- **Available data**
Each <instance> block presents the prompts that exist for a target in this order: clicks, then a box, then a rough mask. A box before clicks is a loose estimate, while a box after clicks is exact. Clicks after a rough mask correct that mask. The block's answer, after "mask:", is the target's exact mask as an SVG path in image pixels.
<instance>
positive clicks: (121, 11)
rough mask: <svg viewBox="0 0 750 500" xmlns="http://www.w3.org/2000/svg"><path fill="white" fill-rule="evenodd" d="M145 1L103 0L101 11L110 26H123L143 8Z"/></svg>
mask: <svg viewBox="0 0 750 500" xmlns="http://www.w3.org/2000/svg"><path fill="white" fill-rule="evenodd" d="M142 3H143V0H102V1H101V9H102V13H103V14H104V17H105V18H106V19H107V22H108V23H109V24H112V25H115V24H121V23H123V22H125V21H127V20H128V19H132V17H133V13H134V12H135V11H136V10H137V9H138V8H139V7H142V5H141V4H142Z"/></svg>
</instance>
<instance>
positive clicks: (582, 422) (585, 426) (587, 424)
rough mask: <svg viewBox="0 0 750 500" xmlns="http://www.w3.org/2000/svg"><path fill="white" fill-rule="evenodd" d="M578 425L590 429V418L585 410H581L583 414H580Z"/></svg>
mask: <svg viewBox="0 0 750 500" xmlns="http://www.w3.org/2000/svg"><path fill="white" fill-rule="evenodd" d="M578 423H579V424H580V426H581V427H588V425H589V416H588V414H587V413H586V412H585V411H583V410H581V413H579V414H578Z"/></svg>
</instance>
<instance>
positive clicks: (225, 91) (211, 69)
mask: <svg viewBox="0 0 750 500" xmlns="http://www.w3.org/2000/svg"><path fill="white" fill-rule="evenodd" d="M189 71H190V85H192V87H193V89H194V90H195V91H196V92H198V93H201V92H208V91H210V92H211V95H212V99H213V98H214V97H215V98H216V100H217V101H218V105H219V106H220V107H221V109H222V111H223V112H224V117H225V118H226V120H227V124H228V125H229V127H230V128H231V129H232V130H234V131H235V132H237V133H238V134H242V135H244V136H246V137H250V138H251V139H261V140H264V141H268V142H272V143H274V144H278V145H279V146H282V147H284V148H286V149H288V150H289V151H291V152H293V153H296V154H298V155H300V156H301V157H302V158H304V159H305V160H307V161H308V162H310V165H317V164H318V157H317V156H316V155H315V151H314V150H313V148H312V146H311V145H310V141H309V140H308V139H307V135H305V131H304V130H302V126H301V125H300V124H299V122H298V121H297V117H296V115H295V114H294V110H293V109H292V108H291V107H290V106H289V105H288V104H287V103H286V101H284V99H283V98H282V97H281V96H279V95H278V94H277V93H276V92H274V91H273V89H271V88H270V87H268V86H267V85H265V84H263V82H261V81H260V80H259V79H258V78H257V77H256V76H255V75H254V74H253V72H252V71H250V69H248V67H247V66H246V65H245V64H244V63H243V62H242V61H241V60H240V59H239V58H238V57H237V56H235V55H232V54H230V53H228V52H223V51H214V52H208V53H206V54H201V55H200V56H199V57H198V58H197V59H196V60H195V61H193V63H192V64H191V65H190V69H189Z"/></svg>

- **What the exercise asks**
Your job is to transcribe the listing exactly, line for line.

- **Answer for this exercise**
Each <instance> block presents the prompts that exist for a target in this order: clicks, then a box, then a rough mask. A box before clicks is a loose estimate, while a box after clicks is exact. Clicks after a rough mask correct that mask. The block's answer, after "mask:", is the target's exact mask as an SVG path in image pixels.
<instance>
positive clicks: (121, 11)
rough mask: <svg viewBox="0 0 750 500" xmlns="http://www.w3.org/2000/svg"><path fill="white" fill-rule="evenodd" d="M145 1L103 0L101 11L110 26H123L143 8Z"/></svg>
mask: <svg viewBox="0 0 750 500" xmlns="http://www.w3.org/2000/svg"><path fill="white" fill-rule="evenodd" d="M142 3H143V0H102V1H101V9H102V13H103V14H104V17H105V18H106V19H107V22H108V23H109V24H112V25H115V24H121V23H123V22H125V21H127V20H128V19H132V17H133V13H134V12H135V11H136V10H137V9H138V8H139V7H142V5H141V4H142Z"/></svg>
</instance>
<instance>
positive clicks: (582, 422) (585, 426) (587, 424)
rough mask: <svg viewBox="0 0 750 500" xmlns="http://www.w3.org/2000/svg"><path fill="white" fill-rule="evenodd" d="M578 425L590 429V418L585 410H581L583 414H580Z"/></svg>
mask: <svg viewBox="0 0 750 500" xmlns="http://www.w3.org/2000/svg"><path fill="white" fill-rule="evenodd" d="M578 423H579V424H580V426H581V427H588V425H589V416H588V414H587V413H586V412H585V411H583V410H581V413H579V414H578Z"/></svg>
</instance>
<instance>
positive clicks: (225, 91) (211, 69)
mask: <svg viewBox="0 0 750 500" xmlns="http://www.w3.org/2000/svg"><path fill="white" fill-rule="evenodd" d="M189 71H190V85H192V87H193V89H194V90H195V91H196V92H198V93H201V92H208V91H210V92H211V95H212V99H213V98H214V97H215V98H216V100H217V101H218V105H219V106H220V107H221V109H222V111H223V112H224V117H225V118H226V120H227V124H228V125H229V127H230V128H231V129H232V130H234V131H235V132H237V133H238V134H242V135H244V136H246V137H250V138H251V139H261V140H264V141H268V142H272V143H274V144H278V145H279V146H282V147H284V148H286V149H288V150H289V151H291V152H293V153H296V154H298V155H300V156H301V157H302V158H304V159H305V160H307V161H308V162H310V165H317V164H318V157H317V156H316V155H315V151H314V150H313V148H312V146H311V145H310V141H309V140H308V139H307V135H305V131H304V130H302V126H301V125H300V124H299V122H298V121H297V117H296V115H295V114H294V110H293V109H292V108H291V107H290V106H289V105H288V104H287V103H286V101H284V99H283V98H282V97H281V96H279V95H278V94H277V93H276V92H274V91H273V89H271V88H270V87H268V86H267V85H265V84H263V82H261V81H260V80H259V79H258V78H257V77H256V76H255V75H254V74H253V72H252V71H250V69H248V67H247V66H246V65H245V64H244V63H243V62H242V61H241V60H240V59H239V58H238V57H237V56H235V55H232V54H230V53H228V52H223V51H214V52H208V53H206V54H201V55H200V56H199V57H198V58H197V59H196V60H195V61H193V63H192V64H191V65H190V69H189Z"/></svg>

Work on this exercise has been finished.